» EXTRACT:
* BEGIN *

Even talking about tracking, privacy, or blocking ads will cause most people to tune out. If this is you, stay with me for a minute; you may be glad you did. (If you just want to skip ahead to the filter, scroll down) Nearly everything we do online can and will be tracked if advertising networks have anything to do with it. I learned about ad tracking in depth first from a friend of mine who works in a lab responsible for collecting and data mining information used for personalized advertising. Just how anonymous is the data they collect? Privacy policies may lead you to believe that it is, but in fact, much of what you may consider “nunya” is part of that tracking data. This includes things you may or may not want to share with these companies—especially if it can be comprehensively reconstructed to be about you personally. I’m not referring to the level of surveillance the NSA has on you according to Edward Snowden, but let’s just say it’s not something to sneer at.
This got me thinking and doing a little research of my own. I’ve had a chance to model several types of makeshift protection agents in the past, so I can definitely appreciate solid open source apps that protect people from invasive tracking. Im sure you remember a few years ago, many web browsers like Google Chrome, Safari, and Firefox introduced “do not track” as a user preference, but what does this actually do? It sends a header with your traffic and leaves it up to the ad networks to respect that signal. That was a few years ago, how bad is ad tracking these days? Signs say things have gotten worse. Recently, Apple has shared their point of view on how ad tech has become a user experience problem on mobile devices and has begun to take action. Duckduckgo.com has led the effort to “un-bubble” web searches and has stood out against tracking. Demand progress has led the fight to protect our rights online. Even the ad networks have even made it easier for us to opt-out from one place. This may sound great, but ask yourself one question.

* END *

» ITEMS:

* BEGIN *

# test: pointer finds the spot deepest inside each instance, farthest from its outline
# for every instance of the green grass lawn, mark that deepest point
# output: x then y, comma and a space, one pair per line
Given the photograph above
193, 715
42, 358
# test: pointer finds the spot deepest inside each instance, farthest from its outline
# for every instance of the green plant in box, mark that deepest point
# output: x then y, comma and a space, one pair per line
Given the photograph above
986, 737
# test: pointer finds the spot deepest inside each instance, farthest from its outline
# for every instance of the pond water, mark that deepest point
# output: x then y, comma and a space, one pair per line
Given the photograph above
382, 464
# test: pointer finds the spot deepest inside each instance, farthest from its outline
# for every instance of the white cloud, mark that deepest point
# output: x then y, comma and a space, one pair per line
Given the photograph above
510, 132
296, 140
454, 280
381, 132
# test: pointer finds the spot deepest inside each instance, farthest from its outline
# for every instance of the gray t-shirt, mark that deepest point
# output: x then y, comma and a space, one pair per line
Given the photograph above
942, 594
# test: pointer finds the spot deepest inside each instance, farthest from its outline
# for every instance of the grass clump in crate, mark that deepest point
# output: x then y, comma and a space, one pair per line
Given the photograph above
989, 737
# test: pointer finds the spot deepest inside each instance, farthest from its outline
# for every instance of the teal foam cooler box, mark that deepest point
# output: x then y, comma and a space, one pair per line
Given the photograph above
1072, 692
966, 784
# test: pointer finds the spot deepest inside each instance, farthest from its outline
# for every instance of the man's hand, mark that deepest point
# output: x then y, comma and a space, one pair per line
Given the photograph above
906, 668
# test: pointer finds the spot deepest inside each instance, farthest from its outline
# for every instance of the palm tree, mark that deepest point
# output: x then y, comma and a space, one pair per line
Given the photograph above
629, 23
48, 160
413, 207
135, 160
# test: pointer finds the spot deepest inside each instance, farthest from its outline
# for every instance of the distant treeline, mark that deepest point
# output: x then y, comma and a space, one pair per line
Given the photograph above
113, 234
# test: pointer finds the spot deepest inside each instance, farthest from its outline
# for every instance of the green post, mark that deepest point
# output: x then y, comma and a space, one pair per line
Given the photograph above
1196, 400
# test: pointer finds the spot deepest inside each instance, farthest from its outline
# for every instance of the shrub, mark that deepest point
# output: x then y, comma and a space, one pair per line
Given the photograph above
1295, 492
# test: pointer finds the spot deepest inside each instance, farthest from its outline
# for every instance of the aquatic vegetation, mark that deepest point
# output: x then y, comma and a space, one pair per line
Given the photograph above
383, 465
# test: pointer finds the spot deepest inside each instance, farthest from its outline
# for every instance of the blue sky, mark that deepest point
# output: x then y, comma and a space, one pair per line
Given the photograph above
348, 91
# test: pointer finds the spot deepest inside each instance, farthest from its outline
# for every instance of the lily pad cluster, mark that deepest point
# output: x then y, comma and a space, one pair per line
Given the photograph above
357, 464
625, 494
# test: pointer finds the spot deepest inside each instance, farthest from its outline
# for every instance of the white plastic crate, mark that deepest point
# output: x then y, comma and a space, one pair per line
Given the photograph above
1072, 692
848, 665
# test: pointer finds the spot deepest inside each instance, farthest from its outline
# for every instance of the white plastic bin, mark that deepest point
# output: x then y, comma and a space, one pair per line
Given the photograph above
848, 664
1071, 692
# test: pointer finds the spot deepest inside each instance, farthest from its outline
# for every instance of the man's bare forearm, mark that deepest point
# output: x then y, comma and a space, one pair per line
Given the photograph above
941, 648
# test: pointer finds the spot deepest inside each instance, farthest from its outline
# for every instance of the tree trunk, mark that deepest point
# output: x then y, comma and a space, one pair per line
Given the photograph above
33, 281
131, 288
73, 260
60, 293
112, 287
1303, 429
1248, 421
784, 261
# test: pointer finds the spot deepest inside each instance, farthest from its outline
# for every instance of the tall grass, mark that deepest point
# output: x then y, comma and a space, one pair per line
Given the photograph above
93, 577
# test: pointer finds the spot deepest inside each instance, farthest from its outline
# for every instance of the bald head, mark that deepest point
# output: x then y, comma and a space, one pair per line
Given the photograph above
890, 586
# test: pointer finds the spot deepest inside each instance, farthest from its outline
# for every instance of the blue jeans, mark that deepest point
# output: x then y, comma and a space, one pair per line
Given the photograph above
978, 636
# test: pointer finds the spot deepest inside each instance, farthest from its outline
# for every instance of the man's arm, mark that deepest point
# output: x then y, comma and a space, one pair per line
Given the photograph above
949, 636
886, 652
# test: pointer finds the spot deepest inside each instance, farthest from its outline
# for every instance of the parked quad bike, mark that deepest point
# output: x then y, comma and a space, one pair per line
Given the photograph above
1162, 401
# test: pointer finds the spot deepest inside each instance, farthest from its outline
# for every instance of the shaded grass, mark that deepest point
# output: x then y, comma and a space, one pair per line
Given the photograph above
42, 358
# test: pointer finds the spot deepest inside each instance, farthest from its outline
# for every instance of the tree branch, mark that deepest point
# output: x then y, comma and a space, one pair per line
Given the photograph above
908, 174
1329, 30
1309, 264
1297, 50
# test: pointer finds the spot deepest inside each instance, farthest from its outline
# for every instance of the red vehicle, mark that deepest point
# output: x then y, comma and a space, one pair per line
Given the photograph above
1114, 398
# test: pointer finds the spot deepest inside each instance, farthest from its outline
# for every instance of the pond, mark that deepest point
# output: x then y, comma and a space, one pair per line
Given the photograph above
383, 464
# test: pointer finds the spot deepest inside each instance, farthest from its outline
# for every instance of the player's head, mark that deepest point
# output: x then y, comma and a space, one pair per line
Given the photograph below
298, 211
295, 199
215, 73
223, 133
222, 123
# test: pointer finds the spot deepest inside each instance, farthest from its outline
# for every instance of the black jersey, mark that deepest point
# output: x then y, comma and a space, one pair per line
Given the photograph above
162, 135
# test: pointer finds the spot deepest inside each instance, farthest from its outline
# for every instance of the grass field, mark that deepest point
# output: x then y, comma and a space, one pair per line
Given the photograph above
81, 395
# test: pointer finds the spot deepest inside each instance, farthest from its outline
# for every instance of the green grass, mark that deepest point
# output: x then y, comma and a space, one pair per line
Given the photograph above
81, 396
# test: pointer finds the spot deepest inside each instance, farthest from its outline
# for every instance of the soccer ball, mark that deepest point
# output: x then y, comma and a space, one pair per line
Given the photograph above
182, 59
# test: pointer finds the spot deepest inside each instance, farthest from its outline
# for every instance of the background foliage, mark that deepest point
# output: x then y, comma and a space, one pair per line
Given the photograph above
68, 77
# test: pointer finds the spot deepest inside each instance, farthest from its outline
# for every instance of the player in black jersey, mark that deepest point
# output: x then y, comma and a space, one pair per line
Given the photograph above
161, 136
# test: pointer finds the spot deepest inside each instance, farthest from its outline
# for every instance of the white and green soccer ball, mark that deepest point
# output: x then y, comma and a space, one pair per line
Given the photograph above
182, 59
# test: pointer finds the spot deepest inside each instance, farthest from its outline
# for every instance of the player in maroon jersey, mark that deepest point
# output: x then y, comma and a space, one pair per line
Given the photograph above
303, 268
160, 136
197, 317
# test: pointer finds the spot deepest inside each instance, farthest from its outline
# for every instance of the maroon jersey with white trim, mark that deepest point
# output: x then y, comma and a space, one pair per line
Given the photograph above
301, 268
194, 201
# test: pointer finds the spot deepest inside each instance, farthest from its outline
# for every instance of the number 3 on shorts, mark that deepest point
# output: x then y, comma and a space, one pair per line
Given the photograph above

* END *

» PARTS OF THE EXERCISE:
A. Answer these questions from the ad tracking article:
(i) Where does the friend who first taught the writer about ad tracking work?
(ii) What does the "do not track" browser setting actually do?
(iii) Which website has led the effort to "un-bubble" web searches?
B. Collect every line of the records that contains the word "player".

» TASK ANSWERS:
A.
(i) In a lab responsible for collecting and data mining information used for personalized advertising.
(ii) It sends a header with your traffic and leaves it up to the ad networks to respect that signal.
(iii) Duckduckgo.com.

B.
# for every instance of the player's head, mark that deepest point
# for every instance of the player in black jersey, mark that deepest point
# for every instance of the player in maroon jersey, mark that deepest point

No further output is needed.